Extract provided →
◆ ◆ ◆ ◆ ◆

A PKD symptomatic in with the protagonist can only see into the proximate future - a future that apparently climaxes with the detonation (or do they stop it???) of a nuclear device in an American shipyard. Right. It is tough to think of a premise that comes closer to exactly mimesis of the dominant temporal strategy of the first four years of the Bush administration, which I was only half-gulible enough to half-take serious, as I anxiously sort-of awaited the truck bombing of the synagogue and the two cop cars constantly parked in front of it at the end of my street in Brooklyn.
The progression of PKD films over the past quarter-century is vividly emblematic of the recision of the future; with each iteration, we draw closer to the present, and even drop at times back into the past. First, there’s Blade Runner, with its replicants and super-huge video screens and so forth, even if things are dusty and noirish. Then there’s Total Recall with the robot drivers and Mars Today and tennis sim that Sharon Stone practices with. But A Scanner Darkly is a retro future, set in a Californicated past of stoners and beautiful losers, no matter where (when) it thinks it is. (I know I’m leaving a few out, but bear with me….) And then there’s Here.
When I teach utopian / dystopian fiction from the late-nineteenth and early-twentieth centuries to my undergraduates, I usually start by taking them on a little mental journey back to a time when the question future was actually up for argument, and then bring them back to the here and now to ask them what, if anything, they can imagine significantly changing during the course of their lives. More and better video games, older and older people, fewer and fewer good jobs. But, of course, no fundamental alteration in the political or culture organization of things - their kids, if they have them, will live in the same sort of world as they do. Maybe someone will cure cancer, perhaps there will be free tv on the internets, but mostly things will rest as they are.

◆ ◆ ◆ ◆ ◆

Collected data →
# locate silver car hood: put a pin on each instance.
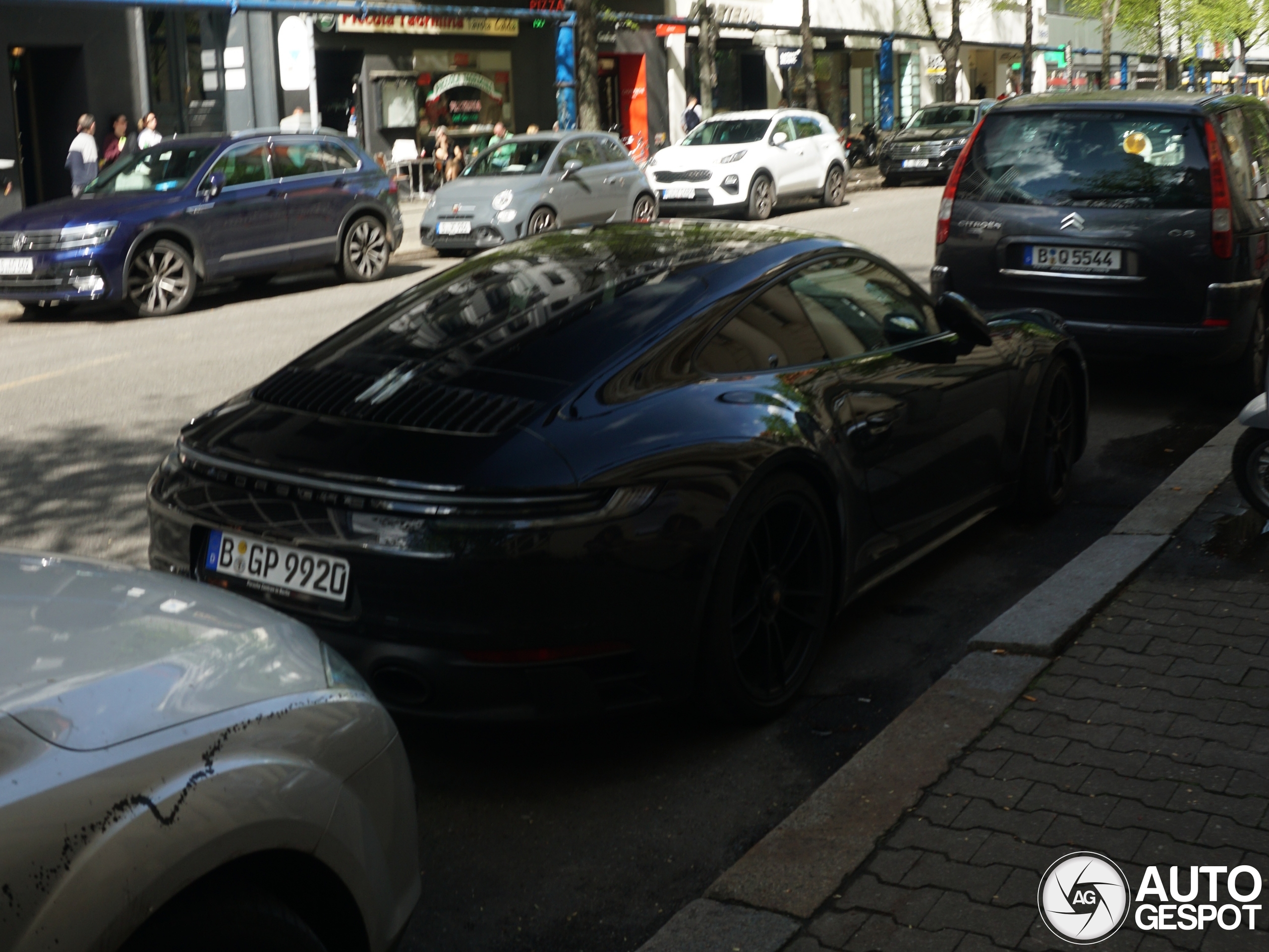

◆ ◆ ◆ ◆ ◆

Problem 1 →
Answer from the piece on PKD films, one line for each:
(a) In the film at the opening, how far ahead can the protagonist see?
(b) Which PKD film does the piece call a retro future?
(c) When the writer asks undergraduates what they can imagine changing, what three changes are listed first?
Problem 2 → Please write what comes next in the piece on PKD films, picking up after its final sentence.

Answer space 1 →
(a) Only into the proximate future.
(b) A Scanner Darkly.
(c) More and better video games, older and older people, and fewer and fewer good jobs.

Answer space 2 →
The first time I used this ploy, I actually waited to hear what they thought the future might look like. I have since learned to lecture straight through the socratic counter-point. They don’t answer; they’ve never, it turns out, even considered the question - at least the vocal ones haven’t. It is all entirely new to them…
It is tough, though, to know exactly what to make of this development - the foreshortening of the future from way, way out there to quite soon to almost now down toward in selben Augenblick. On the one hand, of course, it marks a foreclosure of the concept that the world might be radically otherwise, as there will never be any time for it to radically change. On the other hand, the whole scenario calls to mind Benjamin’s “Theses on the Philosophy of History” and its resistance to the Social Democratic concept of progress as a “progression through a homogenous, empty time” in favor of a “notion of a present which is not a transition, but in which time stands still and has come to a stop.”
At any rate, perhaps this sort of issue is exactly the sort of thing that the present day literature department should take up as a task. We English professors love the conjunction of the aesthetic and the political. But something has happened that makes it nearly impossible (save through pseudo-blog) to make this argument publically.